To do: Copy every line of the listing below verbatim.

Coordinate labeling listing
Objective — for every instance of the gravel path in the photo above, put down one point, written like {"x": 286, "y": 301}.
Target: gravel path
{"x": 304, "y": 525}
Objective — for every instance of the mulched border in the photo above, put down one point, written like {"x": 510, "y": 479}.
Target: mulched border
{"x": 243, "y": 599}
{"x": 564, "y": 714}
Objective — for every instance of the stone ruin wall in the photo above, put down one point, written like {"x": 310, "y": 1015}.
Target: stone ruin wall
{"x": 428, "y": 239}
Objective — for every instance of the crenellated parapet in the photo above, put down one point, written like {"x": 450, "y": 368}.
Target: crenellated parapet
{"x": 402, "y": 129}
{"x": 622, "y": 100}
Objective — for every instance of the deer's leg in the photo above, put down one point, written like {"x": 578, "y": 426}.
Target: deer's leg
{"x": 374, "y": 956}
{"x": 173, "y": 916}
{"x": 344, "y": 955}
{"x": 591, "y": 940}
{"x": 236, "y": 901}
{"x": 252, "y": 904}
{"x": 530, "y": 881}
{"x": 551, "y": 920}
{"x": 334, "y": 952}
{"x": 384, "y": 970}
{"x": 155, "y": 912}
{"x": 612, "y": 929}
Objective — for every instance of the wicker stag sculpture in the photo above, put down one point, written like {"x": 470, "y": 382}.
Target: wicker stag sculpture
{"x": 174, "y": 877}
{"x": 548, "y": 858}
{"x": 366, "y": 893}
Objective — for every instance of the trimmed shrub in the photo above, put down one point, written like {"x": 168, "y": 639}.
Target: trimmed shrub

The reply:
Objective — for every instance of the gravel path in the photo above, put down one point, written like {"x": 286, "y": 301}.
Target: gravel path
{"x": 304, "y": 525}
Objective — for every instance of the mulched border in the photo above, put down one point, written like {"x": 510, "y": 479}.
Target: mulched border
{"x": 243, "y": 599}
{"x": 564, "y": 714}
Objective — for every instance of the stone ruin wall in the photo above, put down one point, written like {"x": 310, "y": 1015}.
Target: stone ruin wall
{"x": 428, "y": 239}
Objective — for every instance of the crenellated parapet in the photo above, put down one point, written like {"x": 450, "y": 368}.
Target: crenellated parapet
{"x": 402, "y": 129}
{"x": 622, "y": 100}
Objective — for every instance of the deer's leg in the photo above, put down one point, written like {"x": 578, "y": 426}.
Target: deer's leg
{"x": 374, "y": 956}
{"x": 173, "y": 916}
{"x": 344, "y": 955}
{"x": 591, "y": 940}
{"x": 236, "y": 901}
{"x": 252, "y": 904}
{"x": 530, "y": 881}
{"x": 551, "y": 920}
{"x": 334, "y": 952}
{"x": 384, "y": 970}
{"x": 155, "y": 912}
{"x": 612, "y": 929}
Objective — for every instance of the wicker stag sculpture in the photo above, put down one point, written like {"x": 470, "y": 382}.
Target: wicker stag sculpture
{"x": 174, "y": 877}
{"x": 548, "y": 858}
{"x": 366, "y": 893}
Objective — for every instance of the trimmed shrub in the photo above, put down one point, written like {"x": 168, "y": 639}.
Target: trimmed shrub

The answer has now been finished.